SELECTION |
### Implement Gini Impurity Calculation for a Set of Classes

# Understanding Gini Impurity

Gini impurity is a statistical measurement of the impurity or disorder in a list of elements. It is commonly used in decision tree algorithms to decide the optimal split at tree nodes. It is calculated as follows, where $ p_i $ is the probability of each class - $ \frac{n_i}{n} $:

$ 
\text{Gini Impurity} = 1 - \sum_{i=1}^{C} p_i^2 
$

A Gini impurity of 0 indicates a node where all elements belong to the same class, whereas a Gini impurity of 0.5 indicates maximum impurity, where elements are evenly distributed among each class. This means that a lower impurity implies a more homogeneous distribution of elements, suggesting a good split, as decision trees aim to minimize it at each node.

## Advantages and Limitations

**Advantages:**

- Computationally efficient
- Works for binary and multi-class classification

**Limitations:**

- Biased toward larger classes
- May cause overfitting in deep decision trees

## Example Calculation

Suppose we have the set: [0, 1, 1, 1, 0]. The probability of each class is calculated as follows:

$ 
p_0 = \frac{2}{5} \quad p_1 = \frac{3}{5} 
$

The Gini Impurity is then calculated as follows:

$ 
\text{Gini Impurity} = 1 - (p_0^2 + p_1^2) = 1 - \left( \left( \frac{2}{5} \right)^2 + \left( \frac{3}{5} \right)^2 \right) = 0.48 
$

Your task is to implement a function that calculates the Gini Impurity for a set of classes. Gini impurity is commonly used in decision tree algorithms to measure the impurity or disorder within a node.

Write a function gini_impurity(y) that takes in a list of class labels y and returns the Gini Impurity rounded to three decimal places.

Example:
y = [0, 1, 1, 1, 0]
print(gini_impurity(y))

Expected Output:
0.48

In [5]:
from collections import Counter

def gini_impurity(y: list) -> float:
  """
  Calculate Gini impurity for a set of labels.
  
  Args:
      y: List of class labels
      
  Returns:
      Gini impurity value between 0 (pure) and 1-1/k (impure)
      where k is the number of classes
  """
  if len(y) == 0:
      raise ValueError("Input array cannot be empty")
      
  # Count frequency of each class
  class_freq = Counter(y)
  
  # Total number of samples
  n_samples = len(y)
  
  # Calculate probability for each class
  probabilities = [freq/n_samples for freq in class_freq.values()]
  
  # Calculate Gini impurity
  return 1 - sum(p**2 for p in probabilities)

In [6]:
y = [0, 0, 0, 0, 1, 1, 1, 1]
print(gini_impurity(y))

0.5


In [7]:
y = [0, 0, 0, 0, 0, 1]
print(gini_impurity(y))

0.2777777777777777


In [8]:
y = [0, 1, 2, 2, 2, 1, 2]
print(gini_impurity(y))

0.5714285714285714

JOB A | Return everything in the Gini impurity page from "Calculate Gini impurity for" down to "and 1-1/k (impure)", copied word for word.

RECORDS FOR THIS TASK |
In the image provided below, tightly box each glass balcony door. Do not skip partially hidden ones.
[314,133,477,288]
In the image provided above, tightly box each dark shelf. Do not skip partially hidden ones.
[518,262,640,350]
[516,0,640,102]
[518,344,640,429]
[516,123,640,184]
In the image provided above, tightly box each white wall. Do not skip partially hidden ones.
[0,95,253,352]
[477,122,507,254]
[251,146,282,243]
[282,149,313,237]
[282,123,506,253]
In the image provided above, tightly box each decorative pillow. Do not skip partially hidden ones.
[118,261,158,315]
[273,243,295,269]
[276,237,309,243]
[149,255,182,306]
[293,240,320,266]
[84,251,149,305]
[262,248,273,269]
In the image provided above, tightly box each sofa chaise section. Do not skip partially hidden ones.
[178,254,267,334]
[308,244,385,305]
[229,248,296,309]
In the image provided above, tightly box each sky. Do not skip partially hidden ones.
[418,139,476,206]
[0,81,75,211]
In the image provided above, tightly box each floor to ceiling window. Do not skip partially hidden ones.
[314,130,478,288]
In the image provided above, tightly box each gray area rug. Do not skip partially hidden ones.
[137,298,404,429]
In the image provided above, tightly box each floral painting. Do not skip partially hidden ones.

JOB B | Rewrite the listing lines from the one containing "In the image provided above, tightly box each dark" down to the one containing "[314,130,478,288]", both included, with "tightly box" changed to "draw a tight box around" and all else the same. Give only those lines.

TASK OUTPUT A |
Calculate Gini impurity for a set of labels.
  
  Args:
      y: List of class labels
      
  Returns:
      Gini impurity value between 0 (pure) and 1-1/k (impure)

TASK OUTPUT B |
In the image provided above, draw a tight box around each dark shelf. Do not skip partially hidden ones.
[518,262,640,350]
[516,0,640,102]
[518,344,640,429]
[516,123,640,184]
In the image provided above, draw a tight box around each white wall. Do not skip partially hidden ones.
[0,95,253,352]
[477,122,507,254]
[251,146,282,243]
[282,149,313,237]
[282,123,506,253]
In the image provided above, draw a tight box around each decorative pillow. Do not skip partially hidden ones.
[118,261,158,315]
[273,243,295,269]
[276,237,309,243]
[149,255,182,306]
[293,240,320,266]
[84,251,149,305]
[262,248,273,269]
In the image provided above, draw a tight box around each sofa chaise section. Do not skip partially hidden ones.
[178,254,267,334]
[308,244,385,305]
[229,248,296,309]
In the image provided above, draw a tight box around each sky. Do not skip partially hidden ones.
[418,139,476,206]
[0,81,75,211]
In the image provided above, draw a tight box around each floor to ceiling window. Do not skip partially hidden ones.
[314,130,478,288]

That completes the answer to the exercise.